Exactly as written, quote every line that follows, skipping the images.
----- Data rows -----
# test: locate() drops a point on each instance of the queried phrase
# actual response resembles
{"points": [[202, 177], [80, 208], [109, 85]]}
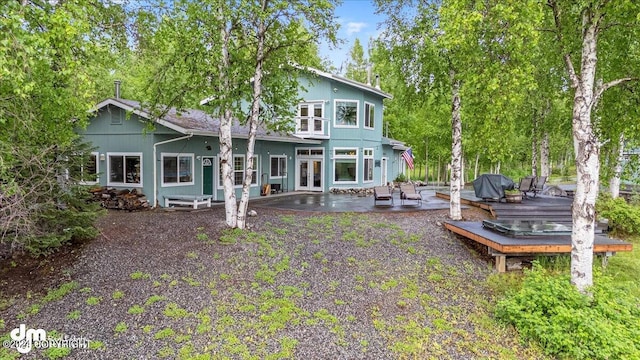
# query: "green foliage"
{"points": [[52, 52], [568, 324], [60, 292], [623, 217], [401, 178]]}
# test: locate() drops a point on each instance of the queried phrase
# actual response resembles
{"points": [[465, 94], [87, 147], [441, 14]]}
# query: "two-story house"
{"points": [[338, 143]]}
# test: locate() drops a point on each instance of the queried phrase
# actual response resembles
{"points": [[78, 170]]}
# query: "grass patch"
{"points": [[60, 292], [140, 275]]}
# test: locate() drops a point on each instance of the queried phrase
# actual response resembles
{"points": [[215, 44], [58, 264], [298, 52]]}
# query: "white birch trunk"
{"points": [[253, 127], [455, 211], [475, 171], [226, 143], [614, 182], [545, 167], [426, 162], [534, 146], [226, 167], [587, 152]]}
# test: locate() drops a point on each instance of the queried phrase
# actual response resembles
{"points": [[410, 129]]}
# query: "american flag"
{"points": [[408, 157]]}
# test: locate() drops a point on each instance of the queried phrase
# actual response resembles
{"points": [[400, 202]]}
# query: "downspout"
{"points": [[155, 170]]}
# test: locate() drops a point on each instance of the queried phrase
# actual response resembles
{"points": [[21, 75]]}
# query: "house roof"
{"points": [[337, 78], [198, 122], [395, 144], [344, 80]]}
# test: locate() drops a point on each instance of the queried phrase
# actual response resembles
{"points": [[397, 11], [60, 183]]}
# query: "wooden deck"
{"points": [[551, 208], [540, 208]]}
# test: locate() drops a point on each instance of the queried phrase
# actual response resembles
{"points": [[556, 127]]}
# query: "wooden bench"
{"points": [[189, 200]]}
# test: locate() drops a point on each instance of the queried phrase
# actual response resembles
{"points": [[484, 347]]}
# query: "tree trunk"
{"points": [[226, 164], [614, 182], [456, 149], [534, 146], [226, 143], [587, 152], [253, 125], [475, 171], [462, 172], [545, 167], [426, 162], [439, 169]]}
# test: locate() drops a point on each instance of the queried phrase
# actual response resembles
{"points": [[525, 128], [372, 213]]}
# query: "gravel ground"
{"points": [[297, 285]]}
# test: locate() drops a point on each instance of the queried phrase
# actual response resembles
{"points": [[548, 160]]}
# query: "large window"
{"points": [[369, 115], [125, 169], [177, 169], [238, 171], [346, 113], [345, 165], [367, 174], [310, 117], [278, 166]]}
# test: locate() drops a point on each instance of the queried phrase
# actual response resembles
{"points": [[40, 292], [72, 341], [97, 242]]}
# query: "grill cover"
{"points": [[492, 186]]}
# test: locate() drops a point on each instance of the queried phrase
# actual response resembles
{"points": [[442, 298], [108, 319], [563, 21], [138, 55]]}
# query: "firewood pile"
{"points": [[120, 199]]}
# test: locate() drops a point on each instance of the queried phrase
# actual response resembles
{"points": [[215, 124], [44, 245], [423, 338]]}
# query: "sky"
{"points": [[357, 19]]}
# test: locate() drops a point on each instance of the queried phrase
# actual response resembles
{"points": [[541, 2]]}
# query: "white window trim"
{"points": [[271, 157], [254, 181], [335, 113], [123, 184], [349, 157], [365, 114], [81, 182], [178, 156], [367, 157]]}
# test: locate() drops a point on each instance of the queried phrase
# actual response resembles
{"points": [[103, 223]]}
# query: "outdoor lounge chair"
{"points": [[408, 192], [382, 193], [538, 185], [526, 185]]}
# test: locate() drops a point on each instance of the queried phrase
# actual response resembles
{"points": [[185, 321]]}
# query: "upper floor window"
{"points": [[345, 165], [369, 115], [125, 169], [346, 113], [367, 174], [177, 169]]}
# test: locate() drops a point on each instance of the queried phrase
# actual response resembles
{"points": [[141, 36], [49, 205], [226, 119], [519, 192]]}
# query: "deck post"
{"points": [[501, 260], [605, 258]]}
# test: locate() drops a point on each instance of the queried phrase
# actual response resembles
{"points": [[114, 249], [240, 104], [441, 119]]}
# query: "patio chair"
{"points": [[382, 193], [538, 185], [408, 192], [526, 185]]}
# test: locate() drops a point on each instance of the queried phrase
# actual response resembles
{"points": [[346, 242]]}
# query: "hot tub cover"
{"points": [[492, 186]]}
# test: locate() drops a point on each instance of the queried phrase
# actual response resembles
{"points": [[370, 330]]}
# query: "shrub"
{"points": [[551, 311], [622, 216]]}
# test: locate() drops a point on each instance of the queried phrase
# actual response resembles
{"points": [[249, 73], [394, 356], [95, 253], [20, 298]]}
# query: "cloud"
{"points": [[355, 27]]}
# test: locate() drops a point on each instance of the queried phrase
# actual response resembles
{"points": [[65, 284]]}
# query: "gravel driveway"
{"points": [[297, 285]]}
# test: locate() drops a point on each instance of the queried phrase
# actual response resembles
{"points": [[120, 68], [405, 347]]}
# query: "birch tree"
{"points": [[235, 53], [579, 27], [50, 55], [473, 52]]}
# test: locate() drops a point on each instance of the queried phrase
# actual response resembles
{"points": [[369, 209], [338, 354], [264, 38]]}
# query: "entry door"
{"points": [[309, 175], [208, 177], [383, 170]]}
-----
Solution ->
# test: locate() drops a point on each instance of the queried phrase
# actual response resembles
{"points": [[202, 177], [80, 208], [109, 85]]}
# query: "green foliage"
{"points": [[52, 52], [568, 324], [60, 292], [623, 217], [401, 178]]}
# test: locate() drops a point on each instance of the queried phrase
# actual response resembles
{"points": [[465, 94], [87, 147], [441, 14]]}
# query: "two-story house"
{"points": [[338, 143]]}
# test: locate() drops a point on each instance of the queried phrase
# actual response resembles
{"points": [[78, 170]]}
# query: "grass patch"
{"points": [[60, 292], [140, 275]]}
# test: locate() drops a point on each instance of the queried phrase
# actual response resembles
{"points": [[215, 44], [58, 264], [298, 52]]}
# query: "white birch trunk"
{"points": [[253, 127], [455, 211], [475, 171], [226, 143], [614, 182], [545, 167], [426, 162], [534, 146], [226, 167], [587, 152]]}
# test: locate() drops a point on each instance of the queried phrase
# actual response resembles
{"points": [[410, 129]]}
# query: "american flag"
{"points": [[408, 157]]}
# test: locate() drops a point on each instance of the queried phrase
# actual response resembles
{"points": [[400, 202]]}
# query: "downspout"
{"points": [[155, 170]]}
# test: locate() drops a point on each instance of the queried phrase
# actual response resembles
{"points": [[21, 75]]}
# query: "house roof"
{"points": [[337, 78], [198, 122], [395, 144], [344, 80]]}
# test: locate() drops a point on each instance of the queried phrase
# actual response resembles
{"points": [[397, 11], [60, 183]]}
# query: "wooden deck"
{"points": [[551, 208], [540, 208]]}
# test: locate() drops a point on each instance of the queried phrase
# actual response resembles
{"points": [[556, 127]]}
# query: "wooden bench"
{"points": [[189, 200]]}
# test: locate() drops a point on each instance of the queried phrase
# actual response resembles
{"points": [[484, 347]]}
# query: "tree trunk"
{"points": [[226, 164], [614, 182], [456, 149], [534, 146], [226, 143], [587, 152], [253, 125], [475, 171], [462, 172], [545, 167], [426, 162], [439, 169]]}
# test: locate() drops a point on each instance of the queried phrase
# actual response resembles
{"points": [[525, 128], [372, 213]]}
# query: "gravel ground"
{"points": [[297, 285]]}
# test: locate() drops a point on each instance of the queried phrase
# actual response resembles
{"points": [[548, 160]]}
# query: "large window"
{"points": [[369, 115], [125, 169], [177, 169], [238, 171], [346, 113], [345, 165], [367, 174], [310, 117], [278, 166]]}
# test: locate() drops a point on each instance of the queried phrase
# actual response resembles
{"points": [[40, 292], [72, 341], [97, 242]]}
# query: "grill cover"
{"points": [[492, 186]]}
# test: locate() drops a point on each instance of the queried phrase
# actual response resembles
{"points": [[442, 298], [108, 319], [563, 21], [138, 55]]}
# query: "firewood pile"
{"points": [[120, 199]]}
# test: locate() drops a point on each instance of the queried phrase
# actual response resembles
{"points": [[215, 124], [44, 245], [423, 338]]}
# query: "sky"
{"points": [[357, 19]]}
# test: locate() drops a point on each instance of the queried phrase
# actual response resembles
{"points": [[541, 2]]}
# query: "white window trim"
{"points": [[271, 157], [254, 181], [335, 113], [123, 184], [349, 157], [365, 114], [81, 182], [178, 156], [367, 157]]}
# test: locate() drops a point on each instance of the queried phrase
# actual response resembles
{"points": [[103, 223]]}
# query: "outdoor lounge chair"
{"points": [[408, 192], [382, 193], [538, 185], [526, 185]]}
# test: locate() drops a point on each instance of the queried phrase
# actual response resembles
{"points": [[185, 321]]}
# query: "upper floor window"
{"points": [[345, 165], [369, 115], [125, 169], [346, 113], [367, 174], [177, 169]]}
# test: locate() drops a point on each instance of the queried phrase
# actual response resembles
{"points": [[141, 36], [49, 205], [226, 119], [519, 192]]}
# query: "deck post"
{"points": [[501, 260], [605, 258]]}
# test: locate() drops a point on each instance of the queried phrase
# actual response resembles
{"points": [[114, 249], [240, 104], [441, 119]]}
# query: "patio chair"
{"points": [[382, 193], [538, 185], [408, 192], [526, 185]]}
# test: locate() drops a point on each instance of the queried phrase
# actual response resembles
{"points": [[346, 242]]}
# query: "hot tub cover"
{"points": [[492, 186]]}
# test: locate() drops a point on each instance of the queried phrase
# actual response resembles
{"points": [[370, 330]]}
# query: "shrub"
{"points": [[551, 311], [622, 216]]}
# test: locate() drops a point on each instance of the queried phrase
# actual response resembles
{"points": [[249, 73], [394, 356], [95, 253], [20, 298]]}
# query: "cloud"
{"points": [[355, 27]]}
# test: locate() drops a point on each instance of the queried phrase
# actual response resembles
{"points": [[65, 284]]}
# query: "gravel driveway"
{"points": [[297, 285]]}
# test: locate() drops a point on each instance of the queried phrase
# actual response resembles
{"points": [[120, 68], [405, 347]]}
# query: "birch tree"
{"points": [[235, 53], [579, 27], [50, 55], [473, 52]]}
# test: locate() drops a point on each instance of the queried phrase
# actual response resembles
{"points": [[369, 209], [338, 354], [264, 38]]}
# query: "entry door"
{"points": [[309, 175], [208, 177], [383, 170]]}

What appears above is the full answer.